*** STUDY TEXT Section Begins ***

[maker-devel] Augustus retraining
Panos Ioannidis
panos.ioannidis at gmail.com
Tue Mar 24 09:05:54 MDT 2015
Yes, 6% is gene-level sensitivity. Exon-level is 62% and nucleotide-level
is 88%. I only mentioned gene-level, because that's the only metric
mentioned in the Augustus web site.
I got these numbers outside of Maker. Actually, I only used Maker to
generate the gff files needed to start the training (ran it using only EST
evidence and only on a subset of my assembly, using this
<http://avrilomics.blogspot.ch/2013/04/training-augustus-gene-finding-software.html>
as a guide).
Now, I've started running the second round of training, as you suggested.
Since, however, I don't have data from closely related species, I'm only
using Uniref50 as protein evidence.
P
On Tue, Mar 24, 2015 at 3:39 PM, Carson Holt <carsonhh at gmail.com> wrote:
> On your first round it is fine. It gives the predictor enough to work
> with, then on the second round you use improved models. When you say 6%
> sensitivity is that Augustus running on it’s own? If it’s inside of MAKER
> that means you are not providing sufficient protein evidence (you need the
> full proteome of at least two related species). Also is that the gene
> level, exon level, or nucleotide level sensitivity. If you are looking at
> the gene level sensitivity measure, you only get a match when you perfectly
> match all transcripts in a gene (models that may not be correct in the
> first place). This value will rarely go above 10% for any predictor. You
> need to use the nucleotide level sensitivity/specificity metrics. The gene
> and exon level metrics are basically meaningless (unless it’s Drosophila
> which is the only species annotated correctly enough to use them).

*** STUDY TEXT Section Ends ***
*** SOURCE DATA Section Begins ***

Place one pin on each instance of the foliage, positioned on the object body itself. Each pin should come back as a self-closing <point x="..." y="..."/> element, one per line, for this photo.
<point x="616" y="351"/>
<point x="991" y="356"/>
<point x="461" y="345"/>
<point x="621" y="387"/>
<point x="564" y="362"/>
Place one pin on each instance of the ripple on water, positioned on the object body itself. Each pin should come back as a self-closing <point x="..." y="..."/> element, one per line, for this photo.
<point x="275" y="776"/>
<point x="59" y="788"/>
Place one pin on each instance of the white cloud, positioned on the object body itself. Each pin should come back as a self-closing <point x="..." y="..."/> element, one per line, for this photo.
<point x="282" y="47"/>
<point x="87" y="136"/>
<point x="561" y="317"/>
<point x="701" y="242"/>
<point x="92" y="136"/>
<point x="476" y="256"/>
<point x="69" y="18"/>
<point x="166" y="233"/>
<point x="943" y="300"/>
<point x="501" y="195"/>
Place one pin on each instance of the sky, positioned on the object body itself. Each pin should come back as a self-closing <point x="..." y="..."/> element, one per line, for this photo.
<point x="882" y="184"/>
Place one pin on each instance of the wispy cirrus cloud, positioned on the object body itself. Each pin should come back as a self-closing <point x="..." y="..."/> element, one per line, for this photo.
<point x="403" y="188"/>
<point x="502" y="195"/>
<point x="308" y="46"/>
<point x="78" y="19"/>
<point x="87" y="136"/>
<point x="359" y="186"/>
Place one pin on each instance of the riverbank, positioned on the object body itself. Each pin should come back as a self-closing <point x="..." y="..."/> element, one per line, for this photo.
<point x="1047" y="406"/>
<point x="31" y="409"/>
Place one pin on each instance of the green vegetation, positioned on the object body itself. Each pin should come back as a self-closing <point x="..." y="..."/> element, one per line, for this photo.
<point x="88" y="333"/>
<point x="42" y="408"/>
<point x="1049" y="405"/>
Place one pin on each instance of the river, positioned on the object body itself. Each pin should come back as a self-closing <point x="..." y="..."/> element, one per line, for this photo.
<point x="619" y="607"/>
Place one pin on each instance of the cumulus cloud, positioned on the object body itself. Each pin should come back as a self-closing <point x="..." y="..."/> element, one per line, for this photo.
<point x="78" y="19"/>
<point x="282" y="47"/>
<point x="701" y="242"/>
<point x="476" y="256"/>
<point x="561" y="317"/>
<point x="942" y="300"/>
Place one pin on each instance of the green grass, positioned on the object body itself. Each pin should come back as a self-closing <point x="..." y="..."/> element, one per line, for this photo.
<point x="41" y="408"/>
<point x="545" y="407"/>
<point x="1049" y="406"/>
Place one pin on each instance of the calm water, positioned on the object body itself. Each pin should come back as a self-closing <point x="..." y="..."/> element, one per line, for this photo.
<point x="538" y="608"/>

*** SOURCE DATA Section Ends ***

• YOUR TASK: Write out, word for word, the part of the Augustus retraining thread between "[maker-devel] Augustus retraining" and "as you suggested.", inclusive.

• TASK OUTPUT:
[maker-devel] Augustus retraining
Panos Ioannidis
panos.ioannidis at gmail.com
Tue Mar 24 09:05:54 MDT 2015
Yes, 6% is gene-level sensitivity. Exon-level is 62% and nucleotide-level
is 88%. I only mentioned gene-level, because that's the only metric
mentioned in the Augustus web site.
I got these numbers outside of Maker. Actually, I only used Maker to
generate the gff files needed to start the training (ran it using only EST
evidence and only on a subset of my assembly, using this
<http://avrilomics.blogspot.ch/2013/04/training-augustus-gene-finding-software.html>
as a guide).
Now, I've started running the second round of training, as you suggested.